* begin Material for this task *

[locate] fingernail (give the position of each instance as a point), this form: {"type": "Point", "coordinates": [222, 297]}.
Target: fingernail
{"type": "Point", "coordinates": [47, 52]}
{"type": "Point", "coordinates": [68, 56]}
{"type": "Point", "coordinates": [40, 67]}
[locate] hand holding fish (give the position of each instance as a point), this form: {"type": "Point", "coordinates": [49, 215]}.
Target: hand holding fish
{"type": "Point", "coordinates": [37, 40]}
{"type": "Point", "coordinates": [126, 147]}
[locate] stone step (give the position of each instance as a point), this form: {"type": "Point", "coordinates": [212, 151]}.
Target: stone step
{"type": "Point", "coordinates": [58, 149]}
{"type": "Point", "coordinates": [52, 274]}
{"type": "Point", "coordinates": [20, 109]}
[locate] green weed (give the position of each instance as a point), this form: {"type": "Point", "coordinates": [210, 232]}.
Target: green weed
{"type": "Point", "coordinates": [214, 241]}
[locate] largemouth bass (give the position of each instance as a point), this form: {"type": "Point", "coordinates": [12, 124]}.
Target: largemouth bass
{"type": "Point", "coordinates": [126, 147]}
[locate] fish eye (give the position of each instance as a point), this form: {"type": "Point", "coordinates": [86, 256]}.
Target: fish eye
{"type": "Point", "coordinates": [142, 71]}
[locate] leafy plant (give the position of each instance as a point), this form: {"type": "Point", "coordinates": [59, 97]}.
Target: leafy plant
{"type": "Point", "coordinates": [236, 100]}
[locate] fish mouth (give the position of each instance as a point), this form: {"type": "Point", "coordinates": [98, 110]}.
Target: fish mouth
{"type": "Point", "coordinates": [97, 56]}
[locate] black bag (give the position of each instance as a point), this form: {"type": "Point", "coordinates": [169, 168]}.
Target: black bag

* end Material for this task *

◆ Do this ◆
Reproduce every line of the listing above, from start to finish, without altering a single character.

◆ Reply ◆
[locate] fingernail (give the position of each instance as a point), this form: {"type": "Point", "coordinates": [222, 297]}.
Target: fingernail
{"type": "Point", "coordinates": [47, 52]}
{"type": "Point", "coordinates": [68, 56]}
{"type": "Point", "coordinates": [40, 67]}
[locate] hand holding fish (give the position of each instance as a point), this form: {"type": "Point", "coordinates": [49, 215]}.
Target: hand holding fish
{"type": "Point", "coordinates": [37, 40]}
{"type": "Point", "coordinates": [126, 147]}
[locate] stone step (give the position of each instance as a point), this form: {"type": "Point", "coordinates": [212, 151]}.
Target: stone step
{"type": "Point", "coordinates": [58, 149]}
{"type": "Point", "coordinates": [52, 274]}
{"type": "Point", "coordinates": [20, 109]}
[locate] green weed (give the position of each instance as a point), this form: {"type": "Point", "coordinates": [210, 232]}.
Target: green weed
{"type": "Point", "coordinates": [214, 241]}
[locate] largemouth bass (give the position of each instance as a point), this form: {"type": "Point", "coordinates": [12, 124]}.
Target: largemouth bass
{"type": "Point", "coordinates": [126, 147]}
[locate] fish eye (give the position of each instance as a point), this form: {"type": "Point", "coordinates": [86, 256]}.
Target: fish eye
{"type": "Point", "coordinates": [142, 71]}
[locate] leafy plant (give the position of each instance as a point), this form: {"type": "Point", "coordinates": [59, 97]}.
Target: leafy plant
{"type": "Point", "coordinates": [236, 100]}
[locate] fish mouth (give the position of each instance as a point), this form: {"type": "Point", "coordinates": [98, 110]}.
Target: fish mouth
{"type": "Point", "coordinates": [97, 56]}
[locate] black bag (give the position of each instance as a point), this form: {"type": "Point", "coordinates": [169, 168]}.
Target: black bag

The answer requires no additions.